• _EXERCISE OBJECTIVE_
The records below must be transcribed exactly. Do not include the pictures.

(Some records)
-------------------------

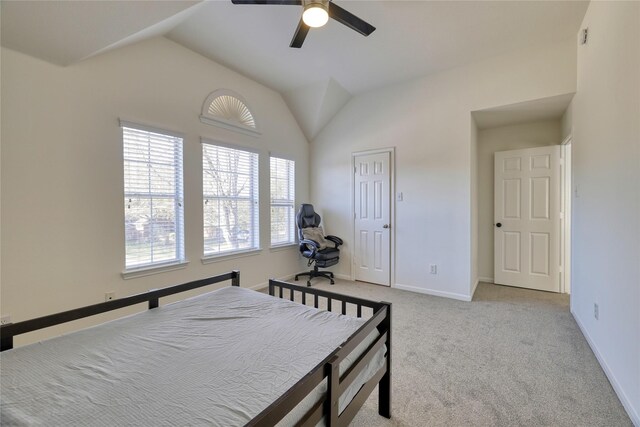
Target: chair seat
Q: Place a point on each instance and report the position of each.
(323, 255)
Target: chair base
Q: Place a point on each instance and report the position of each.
(316, 273)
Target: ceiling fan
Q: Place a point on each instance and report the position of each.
(316, 13)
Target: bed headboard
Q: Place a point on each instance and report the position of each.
(8, 331)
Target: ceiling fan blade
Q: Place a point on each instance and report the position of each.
(282, 2)
(350, 20)
(300, 35)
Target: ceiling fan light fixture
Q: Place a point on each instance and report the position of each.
(316, 13)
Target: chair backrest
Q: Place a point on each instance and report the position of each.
(306, 217)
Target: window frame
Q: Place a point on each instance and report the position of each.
(286, 202)
(177, 195)
(253, 198)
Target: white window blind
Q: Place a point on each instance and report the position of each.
(230, 198)
(282, 201)
(153, 198)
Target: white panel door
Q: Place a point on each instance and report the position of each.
(372, 254)
(527, 218)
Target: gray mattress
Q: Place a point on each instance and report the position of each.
(217, 359)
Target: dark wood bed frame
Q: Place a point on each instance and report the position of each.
(327, 370)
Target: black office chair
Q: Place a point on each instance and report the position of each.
(321, 251)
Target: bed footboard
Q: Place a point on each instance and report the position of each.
(328, 370)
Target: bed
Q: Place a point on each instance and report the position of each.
(227, 357)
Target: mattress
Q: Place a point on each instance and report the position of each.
(218, 359)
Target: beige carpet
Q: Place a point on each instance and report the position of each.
(511, 357)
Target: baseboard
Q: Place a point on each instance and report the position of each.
(433, 292)
(624, 399)
(475, 286)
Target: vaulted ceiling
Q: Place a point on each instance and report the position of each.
(412, 39)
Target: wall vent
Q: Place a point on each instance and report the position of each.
(584, 35)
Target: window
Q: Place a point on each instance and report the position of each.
(230, 197)
(227, 109)
(282, 201)
(153, 197)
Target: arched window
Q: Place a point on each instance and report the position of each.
(228, 110)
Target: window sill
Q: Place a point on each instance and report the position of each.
(156, 269)
(208, 259)
(283, 247)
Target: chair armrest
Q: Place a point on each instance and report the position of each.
(335, 239)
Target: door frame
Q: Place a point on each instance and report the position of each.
(565, 212)
(392, 207)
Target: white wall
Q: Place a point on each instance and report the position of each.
(513, 137)
(62, 173)
(567, 122)
(474, 206)
(606, 209)
(428, 121)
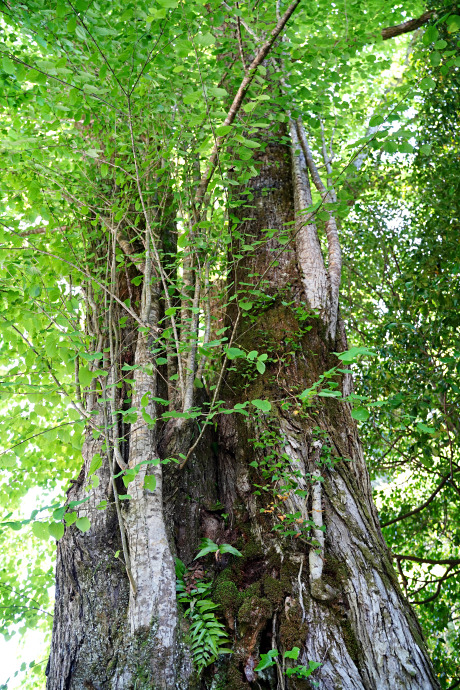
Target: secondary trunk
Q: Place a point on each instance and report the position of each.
(267, 483)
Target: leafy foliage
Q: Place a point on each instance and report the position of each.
(109, 113)
(208, 636)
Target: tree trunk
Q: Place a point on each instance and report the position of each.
(333, 593)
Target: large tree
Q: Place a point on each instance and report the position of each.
(180, 176)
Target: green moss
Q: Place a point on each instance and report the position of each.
(274, 559)
(349, 637)
(274, 589)
(253, 590)
(254, 609)
(292, 631)
(226, 595)
(252, 550)
(235, 680)
(225, 575)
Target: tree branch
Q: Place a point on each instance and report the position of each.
(420, 507)
(430, 561)
(238, 100)
(408, 26)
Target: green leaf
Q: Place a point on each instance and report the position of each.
(267, 660)
(223, 130)
(85, 376)
(260, 366)
(354, 352)
(227, 548)
(425, 429)
(205, 39)
(427, 84)
(70, 518)
(376, 120)
(430, 35)
(96, 463)
(360, 413)
(234, 352)
(453, 23)
(83, 524)
(150, 482)
(8, 65)
(182, 240)
(56, 530)
(263, 405)
(293, 654)
(41, 530)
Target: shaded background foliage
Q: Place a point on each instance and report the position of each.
(400, 288)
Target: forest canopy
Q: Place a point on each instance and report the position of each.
(134, 140)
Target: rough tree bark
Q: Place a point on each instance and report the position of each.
(332, 593)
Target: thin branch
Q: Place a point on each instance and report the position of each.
(408, 26)
(430, 561)
(420, 507)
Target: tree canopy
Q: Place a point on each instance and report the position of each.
(138, 123)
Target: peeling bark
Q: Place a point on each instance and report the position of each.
(334, 594)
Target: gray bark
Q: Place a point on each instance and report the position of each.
(338, 599)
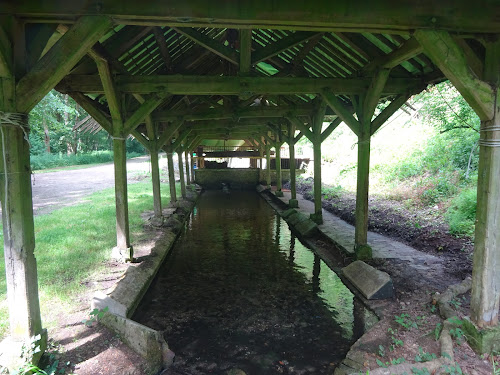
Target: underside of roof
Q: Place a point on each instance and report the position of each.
(239, 72)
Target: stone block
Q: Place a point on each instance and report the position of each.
(372, 283)
(482, 340)
(147, 342)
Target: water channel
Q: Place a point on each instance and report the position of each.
(239, 291)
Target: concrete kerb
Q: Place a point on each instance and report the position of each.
(123, 298)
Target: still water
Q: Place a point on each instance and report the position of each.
(239, 291)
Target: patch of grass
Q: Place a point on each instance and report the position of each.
(73, 243)
(46, 161)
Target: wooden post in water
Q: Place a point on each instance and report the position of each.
(181, 174)
(293, 202)
(188, 174)
(171, 175)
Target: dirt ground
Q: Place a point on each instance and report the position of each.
(83, 350)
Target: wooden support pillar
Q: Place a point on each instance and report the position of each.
(123, 249)
(155, 177)
(18, 229)
(485, 298)
(171, 175)
(268, 166)
(317, 125)
(279, 179)
(293, 202)
(188, 174)
(181, 174)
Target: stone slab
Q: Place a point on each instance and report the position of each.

-------------------------

• _WRITTEN RESPONSE_
Target: chair seat
Q: Place a point on each instance and report the position of each.
(323, 255)
Target: chair base
Q: Place a point on each instance and report the position of each.
(316, 273)
Target: ceiling fan
Q: Place a point on each instance and report the position of each.
(316, 13)
Target: bed headboard
Q: Place a point on each instance and report the position of each.
(8, 331)
Target: ceiling fan blade
Q: Place a point on each instance and report the position of each.
(282, 2)
(350, 20)
(300, 35)
Target: ceiling fan light fixture
Q: Place a point on each instance and report the position of each.
(316, 13)
Target: chair backrest
Q: Place a point on each instance and report the position of each.
(306, 217)
Target: window frame
Q: Place a point on each instance and report the position of each.
(286, 202)
(177, 195)
(253, 198)
Target: white window blind
Q: Place a point on each instance and report the position of each.
(230, 198)
(282, 201)
(153, 198)
Target: white panel door
Q: Place a point on each instance and report the position of each.
(372, 254)
(527, 218)
Target: gray mattress
Q: Place a point on each instance and report the position of each.
(217, 359)
Target: dark wood bed frame
Q: Place a point on each instance and report the position of each.
(327, 370)
Target: black office chair
Q: Place a point on each instance and report the position of each.
(321, 251)
Target: bed footboard
Q: Place a point on each instance and report the position of each.
(328, 370)
Target: bed
Q: Place a point on each instance and report the position of each.
(227, 357)
Target: mattress
Q: Place a point on each instance and report the position of each.
(218, 359)
Target: beige carpet
Q: Place a point on each instance and report the position of each.
(511, 357)
Target: baseboard
Q: Place a point on each instance and report the position of each.
(433, 292)
(624, 399)
(475, 286)
Target: vaulted ceiling
Q: Place a point on each instance and report the position of each.
(412, 39)
Target: wall vent
Q: Place a point on each instance and report the position of each.
(584, 35)
Target: window
Q: Place a point on each instance and report the position of each.
(230, 197)
(227, 109)
(282, 201)
(153, 197)
Target: arched window
Q: Place a point on each instance and report the position of each.
(228, 110)
Target: window sill
Q: Place a point on each instance and report the position of each.
(156, 269)
(208, 259)
(283, 247)
Target: chair armrest
Q: Place a point on each instance and report the position of each.
(335, 239)
Target: door frame
Q: Place a point on each instance and report the position of each.
(565, 212)
(392, 207)
Target: white wall
Q: Place a point on each instance and report the position of each.
(513, 137)
(62, 173)
(567, 122)
(474, 206)
(606, 209)
(428, 121)
Target: secondary trunk
Q: Place a point on each instance and report the position of each.
(267, 483)
Target: leafy foliage
Q: Place a point on each instance and report the position of each.
(109, 113)
(208, 636)
Target: tree trunk
Q: Place a point on each instance and report the position of each.
(333, 593)
Target: large tree
Q: Place a point on each instance and report the position of each.
(180, 176)
Target: green moss
Q: Place a point on each instance and report the position of each.
(274, 559)
(349, 637)
(274, 589)
(253, 590)
(254, 609)
(292, 631)
(226, 595)
(252, 550)
(235, 680)
(225, 575)
Target: tree branch
Q: Place a point on each instance and report the position of each.
(420, 507)
(430, 561)
(238, 100)
(408, 26)
Target: green leaf
Q: Place a point on each instance and report the position of each.
(267, 660)
(223, 130)
(85, 376)
(260, 366)
(354, 352)
(227, 548)
(425, 429)
(205, 39)
(427, 84)
(70, 518)
(376, 120)
(430, 35)
(96, 463)
(360, 413)
(234, 352)
(453, 23)
(83, 524)
(150, 482)
(8, 65)
(182, 240)
(56, 530)
(263, 405)
(293, 654)
(41, 530)
Target: shaded background foliage
Q: Place a point on each instance and report the position of each.
(400, 288)
Target: forest canopy
Q: Place a point on each instance and report the position of each.
(134, 140)
Target: rough tree bark
Q: Place a point on each instance and report the position of each.
(332, 593)
Target: thin branch
Q: Place a point on each instance and report the position of each.
(408, 26)
(430, 561)
(420, 507)
Target: tree canopy
Q: Place a point on each instance and report the position of each.
(138, 123)
Target: peeling bark
Q: Place a point on each instance and report the position of each.
(334, 594)
Target: gray bark
Q: Place a point on each instance and report the position of each.
(338, 599)
Target: underside of roof
Q: Place a point on each instance and report the position of each.
(239, 72)
Target: stone block
Q: Place a point on each instance and report the position of each.
(372, 283)
(482, 340)
(147, 342)
Target: water channel
Q: Place a point on each instance and report the position of each.
(239, 291)
Target: concrete kerb
Q: Place a point on each instance and report the position of each.
(123, 298)
Target: still water
Q: Place a point on each instance and report the position of each.
(239, 291)
Target: patch of grass
Q: Place a point on each instance and report the position of each.
(73, 243)
(46, 161)
Target: wooden post in water
Q: Place a point on each instance and report the position of each.
(181, 174)
(293, 202)
(188, 174)
(171, 175)
Target: dirt ground
Q: Place a point on each instance and report the position of each.
(83, 350)
Target: wooden support pillar
Q: Place a point on each instance and report the position of each.
(123, 249)
(155, 177)
(18, 229)
(485, 298)
(171, 175)
(268, 166)
(317, 125)
(279, 179)
(293, 202)
(188, 174)
(181, 174)
Target: stone slab
Q: Place a point on each instance and report the position of each.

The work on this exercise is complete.